*Passage to read:*
+++

This might sound a tad harsh but his girth spilled into my own personal space and seat early, and as well as the pungent odor of a professional eater, he also brought his own Whopper onto the plane because he didn’t want to be dangerously malnourished during the flight.  I turned away to my right and tried to get what little sleep I could, balancing the pillow on the raised armrest, jamming it into my eye socket to get some purchase whilst maintaining an unnatural posture because if my backside moved one millimeter towards the remote control housed in the left armrest then the seatrest TV would come on, or even worse, the reading light above my head. It was like taking a flight on Saw Airways.

We landed and were met by our family which is always a delight.

Our itinerary would rival a dignitaries for complexity and demands on our time. Like minor royals, everybody was determined to come and see us, or us them. We averaged a visit a day so apologies if we didn’t get to see you this time around - please submit a request for the 2012 tour and our people will see what they can do.  

The Prices are at least 20 percent higher than we pay in the U.S. Not just because of a Value Added Tax (currently 20 percent in the UK) but also general rises in the three years since we’ve been. Gas is still just over $9 a gallon, so think on that before you start complaining that $3.20 is far too much!

Christmas Day itself was a blur, especially for Vincent who was delighted to get a couple of tractors and a new Cars 2 racing car in his first two presents. He would have played with them before my dad pointed out the mountain of presents piled up on the couch behind him!  It’s worth a years wait to hear his surprise and delighted squeal. We gave and received some nice presents ourselves and spent the rest of the day eating and trying to solve the centuries-old riddles that masquerade as toy instructions.

+++

*Provided data:*
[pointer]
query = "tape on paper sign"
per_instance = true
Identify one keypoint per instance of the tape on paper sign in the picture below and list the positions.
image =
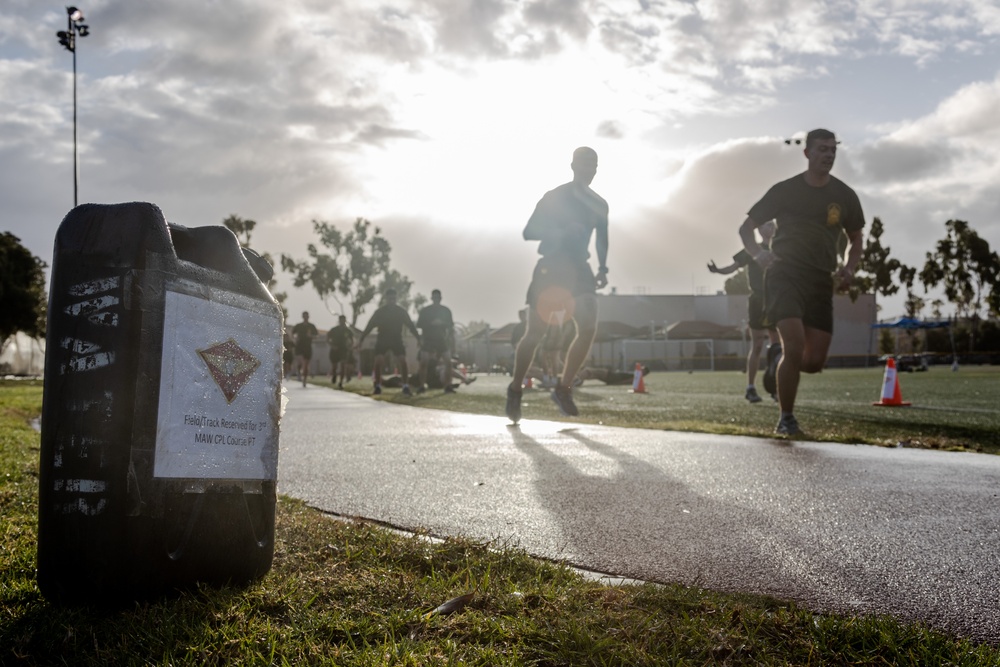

+++

*Exercise instructions:*
• A. Could you set down the stretch of the trip account from "The Prices are" through "far too much!", word for word?
• B. What does the trip account say about each of these?
(i) What is the current Value Added Tax rate in the UK?
(ii) How often did the family average a visit?
(iii) What did Vincent get in his first two presents?

*Outputs for the tasks:*
• A.
The Prices are at least 20 percent higher than we pay in the U.S. Not just because of a Value Added Tax (currently 20 percent in the UK) but also general rises in the three years since we’ve been. Gas is still just over $9 a gallon, so think on that before you start complaining that $3.20 is far too much!

• B.
(i) 20 percent
(ii) A visit a day
(iii) A couple of tractors and a new Cars 2 racing car